§ **Brief**
Say the number of lines holding the word "that" in the data, and leave out everything else.

---------- Data for this task

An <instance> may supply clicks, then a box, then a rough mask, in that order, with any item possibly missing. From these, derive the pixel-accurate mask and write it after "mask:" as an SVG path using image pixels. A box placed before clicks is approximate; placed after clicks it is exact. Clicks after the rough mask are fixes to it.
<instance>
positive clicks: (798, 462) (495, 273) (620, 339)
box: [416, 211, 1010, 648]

--------------------
---------- Data for this task

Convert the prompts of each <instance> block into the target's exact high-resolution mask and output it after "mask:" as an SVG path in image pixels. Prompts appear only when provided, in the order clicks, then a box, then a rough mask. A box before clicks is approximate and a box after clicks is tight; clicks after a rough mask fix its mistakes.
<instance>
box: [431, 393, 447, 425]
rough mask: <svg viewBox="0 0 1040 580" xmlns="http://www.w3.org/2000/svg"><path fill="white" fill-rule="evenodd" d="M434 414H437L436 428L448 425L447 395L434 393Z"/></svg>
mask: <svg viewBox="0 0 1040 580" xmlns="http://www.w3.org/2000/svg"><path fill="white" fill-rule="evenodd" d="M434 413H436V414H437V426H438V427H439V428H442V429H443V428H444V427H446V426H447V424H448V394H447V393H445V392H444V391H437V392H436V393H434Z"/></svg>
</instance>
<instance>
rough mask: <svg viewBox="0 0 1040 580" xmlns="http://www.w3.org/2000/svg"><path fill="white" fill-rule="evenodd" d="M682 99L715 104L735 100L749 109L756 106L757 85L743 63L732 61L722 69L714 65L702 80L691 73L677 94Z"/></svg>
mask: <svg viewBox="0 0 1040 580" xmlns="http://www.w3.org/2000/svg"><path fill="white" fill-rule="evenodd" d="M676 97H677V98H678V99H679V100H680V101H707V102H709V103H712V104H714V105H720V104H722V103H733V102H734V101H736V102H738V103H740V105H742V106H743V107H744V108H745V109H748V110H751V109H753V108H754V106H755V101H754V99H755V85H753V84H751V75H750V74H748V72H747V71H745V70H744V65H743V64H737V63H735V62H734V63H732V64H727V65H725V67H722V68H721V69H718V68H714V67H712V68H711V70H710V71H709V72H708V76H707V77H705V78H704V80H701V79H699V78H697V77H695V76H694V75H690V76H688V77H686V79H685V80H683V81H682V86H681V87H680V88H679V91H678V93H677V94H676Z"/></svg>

--------------------
---------- Data for this task

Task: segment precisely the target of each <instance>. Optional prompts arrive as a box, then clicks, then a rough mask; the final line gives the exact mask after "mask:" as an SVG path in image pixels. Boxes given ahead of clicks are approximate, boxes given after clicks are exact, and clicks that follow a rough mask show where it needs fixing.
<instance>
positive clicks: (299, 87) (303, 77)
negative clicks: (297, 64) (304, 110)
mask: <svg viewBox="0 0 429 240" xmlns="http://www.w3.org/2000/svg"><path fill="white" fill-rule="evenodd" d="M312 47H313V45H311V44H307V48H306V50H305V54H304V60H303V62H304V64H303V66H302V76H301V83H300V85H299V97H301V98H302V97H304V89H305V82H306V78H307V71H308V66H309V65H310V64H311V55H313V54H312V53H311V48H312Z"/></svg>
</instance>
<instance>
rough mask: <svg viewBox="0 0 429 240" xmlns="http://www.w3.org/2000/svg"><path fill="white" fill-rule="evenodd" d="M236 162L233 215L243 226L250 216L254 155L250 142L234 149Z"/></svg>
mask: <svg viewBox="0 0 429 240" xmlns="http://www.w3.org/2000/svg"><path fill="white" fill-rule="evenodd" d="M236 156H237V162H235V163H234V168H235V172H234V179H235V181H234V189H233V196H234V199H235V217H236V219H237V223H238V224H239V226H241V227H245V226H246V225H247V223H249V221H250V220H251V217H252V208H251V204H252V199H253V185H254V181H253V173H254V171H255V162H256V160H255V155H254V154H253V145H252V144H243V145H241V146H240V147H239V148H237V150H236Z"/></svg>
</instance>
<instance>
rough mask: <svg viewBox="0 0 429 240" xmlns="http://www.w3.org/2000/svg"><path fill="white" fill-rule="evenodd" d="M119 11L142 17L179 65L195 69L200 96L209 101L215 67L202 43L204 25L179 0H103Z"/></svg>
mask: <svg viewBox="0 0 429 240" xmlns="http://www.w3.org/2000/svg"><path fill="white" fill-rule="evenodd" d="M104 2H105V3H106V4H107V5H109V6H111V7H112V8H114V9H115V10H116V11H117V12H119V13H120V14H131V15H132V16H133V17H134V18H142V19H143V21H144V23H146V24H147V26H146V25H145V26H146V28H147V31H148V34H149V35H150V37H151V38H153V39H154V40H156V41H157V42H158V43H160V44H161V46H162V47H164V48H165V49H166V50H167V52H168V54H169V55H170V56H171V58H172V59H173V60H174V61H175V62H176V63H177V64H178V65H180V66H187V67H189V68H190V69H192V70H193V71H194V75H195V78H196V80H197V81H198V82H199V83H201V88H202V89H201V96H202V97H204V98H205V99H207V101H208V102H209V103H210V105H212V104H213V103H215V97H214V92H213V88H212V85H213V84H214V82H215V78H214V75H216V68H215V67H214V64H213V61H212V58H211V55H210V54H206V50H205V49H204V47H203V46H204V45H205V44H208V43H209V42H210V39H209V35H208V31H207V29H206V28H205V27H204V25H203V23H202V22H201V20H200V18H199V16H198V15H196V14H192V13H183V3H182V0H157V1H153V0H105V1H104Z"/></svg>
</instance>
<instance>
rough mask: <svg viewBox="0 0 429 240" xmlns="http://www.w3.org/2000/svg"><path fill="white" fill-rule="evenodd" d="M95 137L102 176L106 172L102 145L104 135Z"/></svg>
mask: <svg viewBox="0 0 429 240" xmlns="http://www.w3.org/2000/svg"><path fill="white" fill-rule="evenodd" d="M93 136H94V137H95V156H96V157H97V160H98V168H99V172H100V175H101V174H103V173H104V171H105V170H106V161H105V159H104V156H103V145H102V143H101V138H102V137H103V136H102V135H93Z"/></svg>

--------------------

§ **Result for this task**
2